◆ Selected extract
    When I checked on the egress of her foot swelling I settled down next to her with cups of Lemon Zinger tea for both of us and broached, again, the subject of using the wheel chair. She admitted to me that "...using the wheelchair makes me feel..." she paused for moments, looking for the right word, and I didn't supply it, as I sometimes do when her brain is sluggish, "...like I need it." Her face looked like she was a child again, being made to swallow cod liver oil.
    I understand this. I knew she was going to say this. So I approached her from the perspective that it is (and, it is) entirely possible that she will progress, when her anemia has been successfully addressed, to the place where she will once again put the wheel chair aside. "But," I reminded her, "it was a gift. From [MCF's father (who died in January of this year)]. He knew how you feel about wheel chairs. He knew how you feel about using a wheel chair. He used to feel this way, too. But if you use the wheel chair when you're weak to get out and stay in touch with the world you so love to watch (and, I said, and meant, this fondly; it is this affection for life that keeps her alive), it will motivate you to want to get out more because it'll be so easy. You already know this. It even makes a dynamite walker/shopping basket. And, believe me, when your anemia is cured you will want to spend more time up and out. Consider it a gift, Mom. It will actually help you get stronger faster because it will make it easy, when you're weaker, to get out and the more you get out, the stronger you'll become and the more you'll want to get out."
    She could blearily see some sense to this.
    "Mom," I said, "I'm going to repeat this wisdom to both of us over and over and over. I know there will come a time when what is now considered a dangerous condition that can be reversed will be an inevitable condition that must be managed. But, we're not at that point, yet, with anything but your diabetes, and that management has been wise and has not decreased the quality of your life [It has increased it immeasurably, but I'm not sure she remembers this so I don't mention it, anymore; that is one fascinating fact about the forgetting of the old: they are innately suspicious of that which they have forgotten; almost as though forgetting has erased the "item" and its influence from their lives.], nor has it put a cramp in your style. Let's trust that this will apply to your anemia, too."

◆ Dataset section
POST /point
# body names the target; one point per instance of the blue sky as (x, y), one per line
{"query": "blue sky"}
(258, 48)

◆ Task
In the passage about the wheelchair, what kind of tea did the writer bring for the two of them? Please answer in a few words.

◆ Output
Lemon Zinger tea.